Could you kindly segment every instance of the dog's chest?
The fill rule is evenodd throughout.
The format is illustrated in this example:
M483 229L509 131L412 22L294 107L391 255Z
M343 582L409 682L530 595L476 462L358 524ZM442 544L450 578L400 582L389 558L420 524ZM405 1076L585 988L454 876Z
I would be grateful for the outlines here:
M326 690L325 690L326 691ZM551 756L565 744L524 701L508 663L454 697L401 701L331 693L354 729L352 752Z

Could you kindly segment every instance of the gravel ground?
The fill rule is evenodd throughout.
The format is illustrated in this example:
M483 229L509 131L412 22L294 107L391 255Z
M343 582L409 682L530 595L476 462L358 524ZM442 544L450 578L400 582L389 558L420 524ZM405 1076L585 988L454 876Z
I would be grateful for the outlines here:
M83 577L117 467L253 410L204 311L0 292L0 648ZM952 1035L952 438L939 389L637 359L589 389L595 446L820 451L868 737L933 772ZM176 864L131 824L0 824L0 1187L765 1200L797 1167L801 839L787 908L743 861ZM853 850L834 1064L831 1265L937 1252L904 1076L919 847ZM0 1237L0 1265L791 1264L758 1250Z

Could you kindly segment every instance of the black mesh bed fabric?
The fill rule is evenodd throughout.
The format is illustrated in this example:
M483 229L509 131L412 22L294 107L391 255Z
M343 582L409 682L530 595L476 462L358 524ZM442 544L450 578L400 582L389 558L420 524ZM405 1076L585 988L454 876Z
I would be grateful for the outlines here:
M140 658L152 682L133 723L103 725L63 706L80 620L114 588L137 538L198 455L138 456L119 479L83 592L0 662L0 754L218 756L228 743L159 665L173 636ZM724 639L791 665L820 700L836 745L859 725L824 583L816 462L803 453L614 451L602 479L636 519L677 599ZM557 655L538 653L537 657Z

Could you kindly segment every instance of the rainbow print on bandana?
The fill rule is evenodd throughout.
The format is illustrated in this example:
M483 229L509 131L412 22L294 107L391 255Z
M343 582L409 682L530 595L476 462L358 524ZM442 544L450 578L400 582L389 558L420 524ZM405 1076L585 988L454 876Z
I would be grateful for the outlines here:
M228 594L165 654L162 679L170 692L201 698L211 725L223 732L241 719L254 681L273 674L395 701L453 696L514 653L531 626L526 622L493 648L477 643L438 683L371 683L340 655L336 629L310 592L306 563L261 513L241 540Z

• **Aim**: Write the stretch from the line containing "Could you kindly segment every instance of the black" through the end of the material as a JSON list of strings, one string per line, leaving out blank lines.

• **Task output**:
[
  "Could you kindly segment every instance of the black mesh bed fabric?",
  "The fill rule is evenodd throughout.",
  "The format is illustrated in this example:",
  "M483 229L509 131L412 22L294 107L391 255Z",
  "M343 582L409 682L530 595L476 462L358 524ZM442 544L450 578L400 582L389 558L420 524ZM405 1076L585 988L454 876Z",
  "I would be grateful for the outlines here:",
  "M140 658L152 682L133 723L103 725L63 706L80 620L114 588L137 538L198 455L138 456L119 479L83 592L0 662L0 754L218 756L228 743L159 665L173 636ZM724 639L791 665L820 700L836 745L859 725L824 583L816 462L803 453L614 451L602 479L636 519L677 599ZM557 655L538 653L537 657Z",
  "Could you kindly segment every instance of the rainbow print on bandana?",
  "The fill rule is evenodd throughout.",
  "The format is illustrated in this example:",
  "M483 229L509 131L412 22L294 107L391 255Z",
  "M343 582L409 682L530 595L476 462L358 524ZM442 544L450 578L400 582L389 558L420 524ZM405 1076L585 988L454 876Z",
  "I would be grateful for the outlines here:",
  "M228 594L165 654L162 679L170 692L201 698L211 725L223 732L241 719L254 681L273 674L395 701L453 696L514 653L531 626L526 622L493 648L477 643L438 683L371 683L340 655L336 629L310 592L306 563L261 513L241 540Z"
]